Data entries:
○ ○ ○

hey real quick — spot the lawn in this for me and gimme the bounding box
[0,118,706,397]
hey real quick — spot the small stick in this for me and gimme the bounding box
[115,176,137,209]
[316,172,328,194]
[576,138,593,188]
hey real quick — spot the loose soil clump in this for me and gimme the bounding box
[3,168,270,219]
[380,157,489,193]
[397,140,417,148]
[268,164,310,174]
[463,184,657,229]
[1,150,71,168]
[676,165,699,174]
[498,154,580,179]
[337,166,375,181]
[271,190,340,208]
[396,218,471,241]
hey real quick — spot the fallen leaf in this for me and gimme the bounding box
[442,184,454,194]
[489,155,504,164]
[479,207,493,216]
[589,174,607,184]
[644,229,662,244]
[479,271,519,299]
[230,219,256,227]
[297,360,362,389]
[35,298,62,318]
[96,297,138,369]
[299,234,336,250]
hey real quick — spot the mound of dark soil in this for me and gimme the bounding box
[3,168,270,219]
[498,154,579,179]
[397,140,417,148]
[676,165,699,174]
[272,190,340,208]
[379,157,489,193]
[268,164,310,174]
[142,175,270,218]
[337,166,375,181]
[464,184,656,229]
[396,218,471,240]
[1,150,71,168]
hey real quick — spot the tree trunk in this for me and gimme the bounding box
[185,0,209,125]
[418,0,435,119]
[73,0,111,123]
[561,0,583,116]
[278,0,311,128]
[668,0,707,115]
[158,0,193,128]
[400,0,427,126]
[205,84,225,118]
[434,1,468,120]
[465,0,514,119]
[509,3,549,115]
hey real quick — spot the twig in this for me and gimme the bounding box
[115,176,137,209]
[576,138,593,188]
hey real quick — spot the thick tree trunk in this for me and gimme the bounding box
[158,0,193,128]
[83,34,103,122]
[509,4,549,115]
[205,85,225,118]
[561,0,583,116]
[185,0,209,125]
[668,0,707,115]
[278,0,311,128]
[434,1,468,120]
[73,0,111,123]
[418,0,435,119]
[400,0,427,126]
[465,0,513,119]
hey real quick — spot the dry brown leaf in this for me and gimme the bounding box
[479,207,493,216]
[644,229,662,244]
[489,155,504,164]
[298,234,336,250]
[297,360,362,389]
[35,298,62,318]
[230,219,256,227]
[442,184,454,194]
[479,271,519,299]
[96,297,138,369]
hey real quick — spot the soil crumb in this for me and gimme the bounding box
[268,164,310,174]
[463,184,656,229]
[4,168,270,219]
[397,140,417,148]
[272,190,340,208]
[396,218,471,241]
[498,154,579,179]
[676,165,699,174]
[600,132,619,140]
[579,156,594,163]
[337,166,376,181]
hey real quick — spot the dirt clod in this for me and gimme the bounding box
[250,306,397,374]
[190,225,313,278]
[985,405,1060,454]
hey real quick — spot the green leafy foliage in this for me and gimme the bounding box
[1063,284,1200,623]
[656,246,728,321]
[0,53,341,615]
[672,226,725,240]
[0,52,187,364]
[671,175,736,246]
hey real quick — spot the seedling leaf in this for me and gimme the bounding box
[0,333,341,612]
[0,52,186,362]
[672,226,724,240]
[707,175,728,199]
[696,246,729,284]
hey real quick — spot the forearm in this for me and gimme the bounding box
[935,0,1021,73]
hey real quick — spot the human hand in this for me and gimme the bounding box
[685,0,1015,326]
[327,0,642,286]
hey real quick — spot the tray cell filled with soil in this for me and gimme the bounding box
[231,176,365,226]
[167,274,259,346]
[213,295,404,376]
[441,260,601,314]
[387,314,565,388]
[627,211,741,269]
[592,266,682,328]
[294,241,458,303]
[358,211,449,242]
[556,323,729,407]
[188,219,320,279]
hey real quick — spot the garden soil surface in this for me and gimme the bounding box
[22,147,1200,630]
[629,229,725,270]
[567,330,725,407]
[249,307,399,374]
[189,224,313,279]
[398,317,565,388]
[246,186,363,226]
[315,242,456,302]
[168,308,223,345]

○ ○ ○

## Work to be completed
Print all the data above word for word.

## Answer
hey real quick — spot the lawn in this for me and gimme the bounding box
[0,118,706,397]
hey real quick — spot the small stick in this for me and gimme the bounding box
[115,176,137,209]
[316,172,328,194]
[576,138,593,188]
hey real quick — spot the loose soil clump in this for me and gimme the bounding box
[3,168,270,219]
[380,157,489,193]
[397,140,417,148]
[268,164,310,174]
[463,184,657,229]
[1,150,71,168]
[676,165,699,174]
[498,154,580,179]
[337,166,375,181]
[271,190,340,208]
[396,218,471,241]
hey real quick — spot the fallen leaf in this for me and gimme the bounding box
[442,184,454,194]
[489,155,504,164]
[479,207,493,216]
[589,174,607,184]
[644,229,662,244]
[479,271,519,299]
[230,219,256,227]
[297,360,362,389]
[35,298,62,318]
[96,297,138,369]
[299,234,336,250]
hey real quick — spot the mound of dark soil in this for me and gimme the bounding box
[3,168,270,219]
[498,154,579,179]
[397,140,417,148]
[676,165,699,174]
[272,190,340,208]
[379,157,489,193]
[268,164,310,174]
[142,175,270,218]
[337,166,375,181]
[464,184,656,229]
[396,218,471,240]
[1,150,71,168]
hey real quick — spot the tree trunk in this for me and gimme the bounding box
[185,0,209,125]
[418,0,435,119]
[73,0,111,123]
[561,0,583,116]
[278,0,311,128]
[668,0,707,115]
[158,0,193,128]
[400,0,427,126]
[205,84,225,118]
[434,1,468,120]
[465,0,514,119]
[509,3,549,115]
hey real quick — spot the twig in this for me and gimme the bounding box
[115,176,137,209]
[576,138,593,188]
hey real quick — spot the thick tree trunk in this for me and gimme the bounding box
[158,0,193,128]
[83,34,103,122]
[509,4,549,115]
[205,85,225,118]
[561,0,583,116]
[185,0,209,125]
[668,0,707,115]
[278,0,311,128]
[434,1,468,120]
[73,0,111,123]
[418,0,435,119]
[400,0,427,126]
[465,0,513,119]
hey real quick — spot the dry brown leaf in this for me and gimme the bounding box
[479,207,493,216]
[644,229,662,244]
[489,155,504,164]
[298,234,336,250]
[297,360,362,389]
[35,298,62,318]
[230,219,256,227]
[442,184,454,194]
[479,271,519,299]
[96,297,138,369]
hey real quick — spot the soil crumb in this for me and gimme the bounding box
[268,164,310,174]
[463,184,656,229]
[4,168,270,219]
[397,140,417,148]
[272,190,340,208]
[396,218,471,241]
[498,154,579,179]
[676,165,699,174]
[600,132,619,140]
[579,156,594,163]
[337,166,376,181]
hey real quick — spot the dirt clod in this for me and gimme the bounding box
[250,306,397,374]
[190,225,313,278]
[985,405,1060,454]
hey real quick — spot the green leafy foliage in this for me and gimme the bounding box
[1063,284,1200,623]
[656,246,728,321]
[0,53,341,615]
[672,226,725,240]
[0,52,187,364]
[671,175,736,246]
hey real quick — spot the seedling leaf in this for me and gimme the bounding box
[0,333,341,612]
[0,52,186,362]
[672,226,724,240]
[707,175,728,199]
[696,246,729,284]
hey real quick — spot the forearm in this for me and gimme the bounding box
[935,0,1021,73]
hey real quick — spot the human hand in this for me and gimme the bounding box
[685,0,1015,326]
[327,0,642,286]
hey real quick — spot the tray cell filled with soil in this for me and gimme the bounding box
[231,176,365,226]
[167,274,259,346]
[213,295,404,376]
[441,260,601,314]
[387,314,565,388]
[627,211,741,269]
[592,266,682,328]
[294,241,458,303]
[358,211,449,242]
[556,323,729,407]
[188,219,320,279]
hey real quick — spot the garden soil surface in this for me and gimme the bounding box
[22,147,1200,630]
[629,229,725,270]
[567,330,725,407]
[249,307,399,374]
[189,224,313,279]
[398,317,565,388]
[246,186,363,226]
[315,242,456,302]
[168,308,223,345]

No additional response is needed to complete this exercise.